→ **TASK TO CARRY OUT**
Reproduce the listing below word for word and exclude any picture.

<<<<

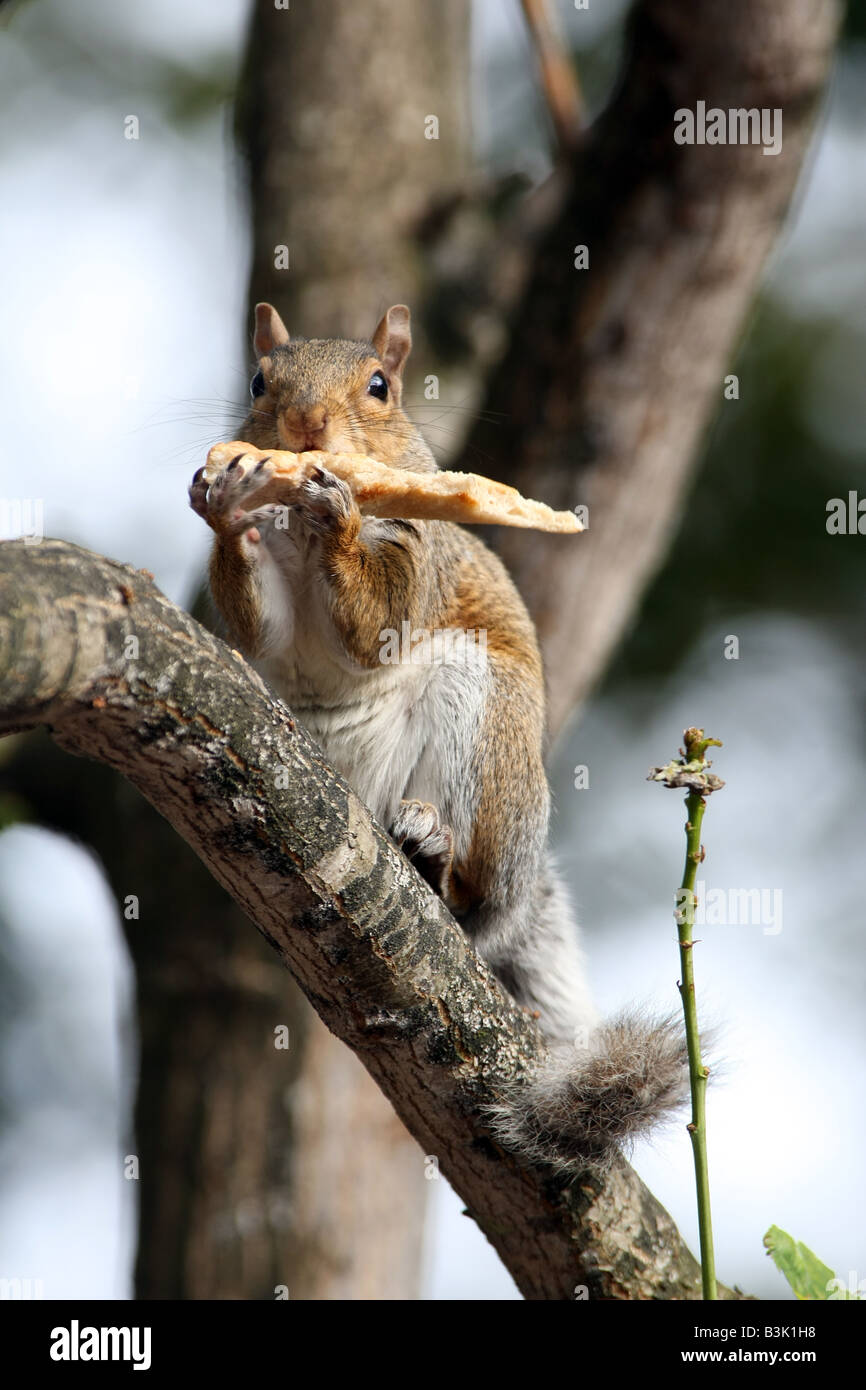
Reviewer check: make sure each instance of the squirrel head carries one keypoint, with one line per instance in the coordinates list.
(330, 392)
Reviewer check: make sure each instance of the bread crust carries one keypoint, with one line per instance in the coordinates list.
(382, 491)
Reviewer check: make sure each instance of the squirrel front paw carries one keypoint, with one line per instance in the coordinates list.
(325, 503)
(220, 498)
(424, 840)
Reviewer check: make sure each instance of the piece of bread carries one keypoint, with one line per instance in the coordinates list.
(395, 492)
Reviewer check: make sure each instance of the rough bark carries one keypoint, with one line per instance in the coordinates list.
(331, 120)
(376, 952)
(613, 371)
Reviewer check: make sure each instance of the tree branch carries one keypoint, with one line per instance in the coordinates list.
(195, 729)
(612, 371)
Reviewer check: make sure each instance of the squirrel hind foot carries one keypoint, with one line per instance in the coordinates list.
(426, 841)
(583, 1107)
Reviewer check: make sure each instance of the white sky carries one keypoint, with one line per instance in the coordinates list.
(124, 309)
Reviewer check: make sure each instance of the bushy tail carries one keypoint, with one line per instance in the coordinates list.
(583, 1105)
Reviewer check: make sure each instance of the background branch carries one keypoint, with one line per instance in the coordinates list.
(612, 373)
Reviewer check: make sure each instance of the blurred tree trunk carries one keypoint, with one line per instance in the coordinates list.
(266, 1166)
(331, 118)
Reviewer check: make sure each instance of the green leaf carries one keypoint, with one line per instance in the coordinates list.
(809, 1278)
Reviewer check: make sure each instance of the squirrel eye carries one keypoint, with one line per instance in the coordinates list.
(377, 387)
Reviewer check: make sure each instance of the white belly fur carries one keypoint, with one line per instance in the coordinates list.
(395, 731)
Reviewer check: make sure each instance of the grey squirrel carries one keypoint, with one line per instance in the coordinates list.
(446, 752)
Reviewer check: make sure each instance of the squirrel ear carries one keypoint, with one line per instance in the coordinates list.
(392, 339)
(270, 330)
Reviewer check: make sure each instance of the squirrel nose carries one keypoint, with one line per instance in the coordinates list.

>>>>

→ **RESPONSE TO THE EXERCISE**
Reviewer check: make sure each instance of the squirrel head carries one keypoint, with one line per instance in the coordinates list.
(330, 392)
Reviewer check: make sure each instance of the bread crust carries one keypoint, with one line per instance in the coordinates list.
(382, 491)
Reviewer check: make sure each instance of the squirrel front paw carries one keypoint, with one line per instance in the coordinates list.
(325, 503)
(220, 498)
(424, 840)
Reviewer check: make sure each instance of the piece of bread carries one keypoint, with one line per instance in the coordinates list.
(395, 492)
Reviewer check: make sure each instance of the rough bark carries one keypoint, with one line per instance in the coordinates list.
(331, 120)
(376, 952)
(613, 371)
Reviewer check: make sure each instance of the tree branch carries one keypoint, with one line per instance in the coordinates list.
(195, 729)
(612, 371)
Reviewer check: make sure each instance of the squirrel hind foot carries one keypoint, with one line per instance in the coordinates list.
(426, 841)
(583, 1107)
Reviewer check: make sure each instance of the white sky carries one keypoint, with one line per instance in the coordinates list.
(124, 309)
Reviewer check: make sure each instance of the bushy tail carries one keypoint, with one line per instance in the coordinates list.
(583, 1105)
Reviewer check: make sure each instance of the background branch carries one keypoint, with one line per instance in the coordinates list.
(612, 373)
Reviewer check: make sure each instance of the blurred tree trunk carries one keypoint, with one line per instance in the coordinates list.
(266, 1166)
(331, 118)
Reviewer check: make sure each instance of the green leaf carries one keypoint, with one line per instance in the coordinates list.
(809, 1278)
Reviewer check: make sure each instance of the squirrel eye carries one keypoint, with one line per instance in the coordinates list.
(377, 387)
Reviewer check: make sure each instance of the white belly fur carries one keypoint, with one line per instance in the coordinates list.
(395, 731)
Reviewer check: make sure each instance of the grey squirrel carries one keypoint, with one line per instance in the coordinates list.
(446, 752)
Reviewer check: make sure each instance of the squirrel ear carries one keypoint, with one line per instance in the coordinates list.
(392, 339)
(270, 330)
Reviewer check: make sure each instance of the squirrel nose carries one keypoint, with one line per instance in the coordinates list.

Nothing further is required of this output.